**Using the information:**
a: In the letter on the higher normal forms, which three attributes make up the relation CTX?
b: Continue the letter on the higher normal forms, picking up after its final sentence.

**Document section:**
□ □ □
ON THE HIGHER NORMAL FORMS
with Chris Date

 

 

 

From: SB

To: Editor

 

Since I am dealing with relational databases, I come across the 4th and 5th normal forms, which I never believed really existed.  After the visit of Fabian Pascal's Zurich seminar, I bought and read Fabian's PRACTICAL ISSUES IN DATABASE MANAGEMENT and Chris' INTRODUCTION TO DATABASE SYSTEMS. In both the 4th and 5th normal form is presented with the very same examples found in every book, which mentions them.

 

I am very interested in your opinion to the following:

 

On page 390 in INTRODUCTION TO DATABASE SYSTEMS the example for a violation of the 4th normal form is a relation CTX containing course (C), teacher (T), and text (X).  It is said in the text that the relation is “all key”.

 

I doubt that: A key by definition has to be the identifier of something. Something must be accessible ('opened') via this key. Even if we are not interested in (storing) the attribute identified by this key, it must exist, otherwise it makes no sense at all to call something a key. I was not able to find an attribute, which is identified by the triple CTX. So the process of packing the three attributes together into one relation and declaring them as 'key' was senseless and therefore in my opinion wrong from the beginning.

 

In my definition a relation consists of a key and at least one (non-key-member) attribute, functionally dependent on this key. For practical reasons, a relation can consist of a key only (if we are not interested in any real attribute), but it must be shown, that there EXISTS an attribute, which depends on this key. I believe, that with this definition every relation is automatically in 4th normal form.

 

Regarding the 5th normal form (page 395), I noticed the following: the relations SPJ, SP, PJ, and JS have something in common; none can be replaced by any others.

 

SP says, "Supplier S supplies part P"

PJ says "part P is used in project J"

SJ says "supplier S supplies for project J"

SPJ says "supplier S supplies part P for project J"

 

I understood the example in a way that we are interested in the fact stated by the binary relations. So "S supplies P" could be a fact, which is never brought in relation with any project. Only if all three form a circle, we have a fourth, the ternary relation.

Now, suppose in every relation we are interested in the first day the fact became known to the database.
□ □ □
**Extracted information:**

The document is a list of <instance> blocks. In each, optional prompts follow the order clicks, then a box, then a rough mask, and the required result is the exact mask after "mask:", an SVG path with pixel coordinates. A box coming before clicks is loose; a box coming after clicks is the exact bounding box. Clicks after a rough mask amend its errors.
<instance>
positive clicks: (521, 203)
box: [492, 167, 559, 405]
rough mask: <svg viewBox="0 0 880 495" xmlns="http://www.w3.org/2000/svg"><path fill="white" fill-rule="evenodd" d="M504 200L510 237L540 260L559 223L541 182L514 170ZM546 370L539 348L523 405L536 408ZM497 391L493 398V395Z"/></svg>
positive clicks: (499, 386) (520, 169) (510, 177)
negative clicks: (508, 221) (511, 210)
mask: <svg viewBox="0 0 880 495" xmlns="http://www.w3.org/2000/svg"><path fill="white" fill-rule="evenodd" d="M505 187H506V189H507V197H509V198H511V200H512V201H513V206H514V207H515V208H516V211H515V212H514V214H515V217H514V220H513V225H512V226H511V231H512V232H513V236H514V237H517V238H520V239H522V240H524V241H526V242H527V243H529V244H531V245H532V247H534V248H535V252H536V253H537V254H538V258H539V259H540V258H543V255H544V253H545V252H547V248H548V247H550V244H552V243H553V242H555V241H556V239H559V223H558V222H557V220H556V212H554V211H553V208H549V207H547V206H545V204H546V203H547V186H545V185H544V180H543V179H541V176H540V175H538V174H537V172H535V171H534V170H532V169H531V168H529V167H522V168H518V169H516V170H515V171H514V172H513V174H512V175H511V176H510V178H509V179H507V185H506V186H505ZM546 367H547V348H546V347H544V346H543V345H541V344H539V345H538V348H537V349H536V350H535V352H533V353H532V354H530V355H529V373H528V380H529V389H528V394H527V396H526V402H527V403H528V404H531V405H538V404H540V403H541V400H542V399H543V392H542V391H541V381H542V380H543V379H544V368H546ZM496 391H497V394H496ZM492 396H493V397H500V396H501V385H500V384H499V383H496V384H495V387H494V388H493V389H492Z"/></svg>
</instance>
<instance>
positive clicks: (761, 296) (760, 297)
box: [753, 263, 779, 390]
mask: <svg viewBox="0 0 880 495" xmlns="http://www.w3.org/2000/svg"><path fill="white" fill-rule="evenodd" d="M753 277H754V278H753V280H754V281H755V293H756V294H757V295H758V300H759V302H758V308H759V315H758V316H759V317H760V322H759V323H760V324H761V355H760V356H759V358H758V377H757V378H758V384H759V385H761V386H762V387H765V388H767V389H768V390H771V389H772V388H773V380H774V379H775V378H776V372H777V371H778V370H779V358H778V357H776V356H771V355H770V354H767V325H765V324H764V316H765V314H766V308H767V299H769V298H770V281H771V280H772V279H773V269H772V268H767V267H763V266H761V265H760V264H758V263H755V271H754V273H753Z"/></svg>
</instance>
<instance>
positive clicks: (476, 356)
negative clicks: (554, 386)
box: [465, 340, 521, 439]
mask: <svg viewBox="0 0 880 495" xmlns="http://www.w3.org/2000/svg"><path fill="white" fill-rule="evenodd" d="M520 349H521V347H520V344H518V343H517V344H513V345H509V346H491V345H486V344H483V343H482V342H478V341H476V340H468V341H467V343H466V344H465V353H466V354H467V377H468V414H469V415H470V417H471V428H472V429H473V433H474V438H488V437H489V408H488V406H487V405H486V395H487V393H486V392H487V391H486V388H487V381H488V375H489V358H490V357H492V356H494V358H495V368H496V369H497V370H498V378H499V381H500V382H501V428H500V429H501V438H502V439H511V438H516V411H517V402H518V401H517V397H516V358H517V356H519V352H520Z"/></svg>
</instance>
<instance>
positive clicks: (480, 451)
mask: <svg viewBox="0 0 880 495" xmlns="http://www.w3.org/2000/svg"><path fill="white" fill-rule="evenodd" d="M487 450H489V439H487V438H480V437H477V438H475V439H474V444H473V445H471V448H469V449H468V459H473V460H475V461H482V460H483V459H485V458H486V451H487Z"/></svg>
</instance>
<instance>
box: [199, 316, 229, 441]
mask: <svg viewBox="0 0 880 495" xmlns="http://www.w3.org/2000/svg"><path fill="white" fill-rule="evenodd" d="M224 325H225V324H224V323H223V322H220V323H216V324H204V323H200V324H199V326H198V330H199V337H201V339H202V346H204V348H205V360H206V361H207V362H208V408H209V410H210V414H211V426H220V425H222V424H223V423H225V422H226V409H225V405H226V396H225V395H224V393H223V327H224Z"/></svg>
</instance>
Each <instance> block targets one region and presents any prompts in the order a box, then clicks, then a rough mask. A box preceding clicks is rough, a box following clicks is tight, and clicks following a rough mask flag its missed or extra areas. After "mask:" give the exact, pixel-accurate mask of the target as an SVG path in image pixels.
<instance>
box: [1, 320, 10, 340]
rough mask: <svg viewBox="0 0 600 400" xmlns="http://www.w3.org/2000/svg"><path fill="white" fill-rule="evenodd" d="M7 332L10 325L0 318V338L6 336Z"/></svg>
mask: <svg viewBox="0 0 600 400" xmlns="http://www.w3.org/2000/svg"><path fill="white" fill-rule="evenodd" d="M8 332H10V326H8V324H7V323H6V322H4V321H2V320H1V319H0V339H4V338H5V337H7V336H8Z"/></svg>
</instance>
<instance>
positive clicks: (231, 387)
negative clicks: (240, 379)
□ □ □
**Answers to the problems:**
a: Course (C), teacher (T), and text (X).

b:
SP. supplies_since

PJ. used_since

SJ. supplies_since

SPJ. supplies_since

 

Even if at some time SPJ is a fact, we cannot get rid of the three binary relations (and the other way round) because we could loose information. We could know the supplying of a part long before we learn about the supply of this part in a certain project. The four relations can contain 4 different facts, which are linked with a rule (whenever SPJ then SP, PJ and SJ must hold as well).

 

So far I did not find a way to get rid of the redundancy. Reducing the 4 relations to 3 binaries is possible in the special case mentioned in the book, where there are no non-key attributes. As soon as attributes are added to any of the relations, this won't work for any case. The only solution I see at the moment is to have all 4 and to formulate a constraint that guarantees consistency despite the redundancy.

 

As these thoughts are turning in my head for quite a long time now, and I never found anybody who understood enough of 4th and 5th normal form to be able to challenge my views, I would very much appreciate an answer and/or debate about this topic.

 

 

Chris Date Responds:I'll take your points in order.

 

Ø       Since I invented those examples myself, I'd be flattered if they truly were "found in every book," but I frankly doubt whether they are.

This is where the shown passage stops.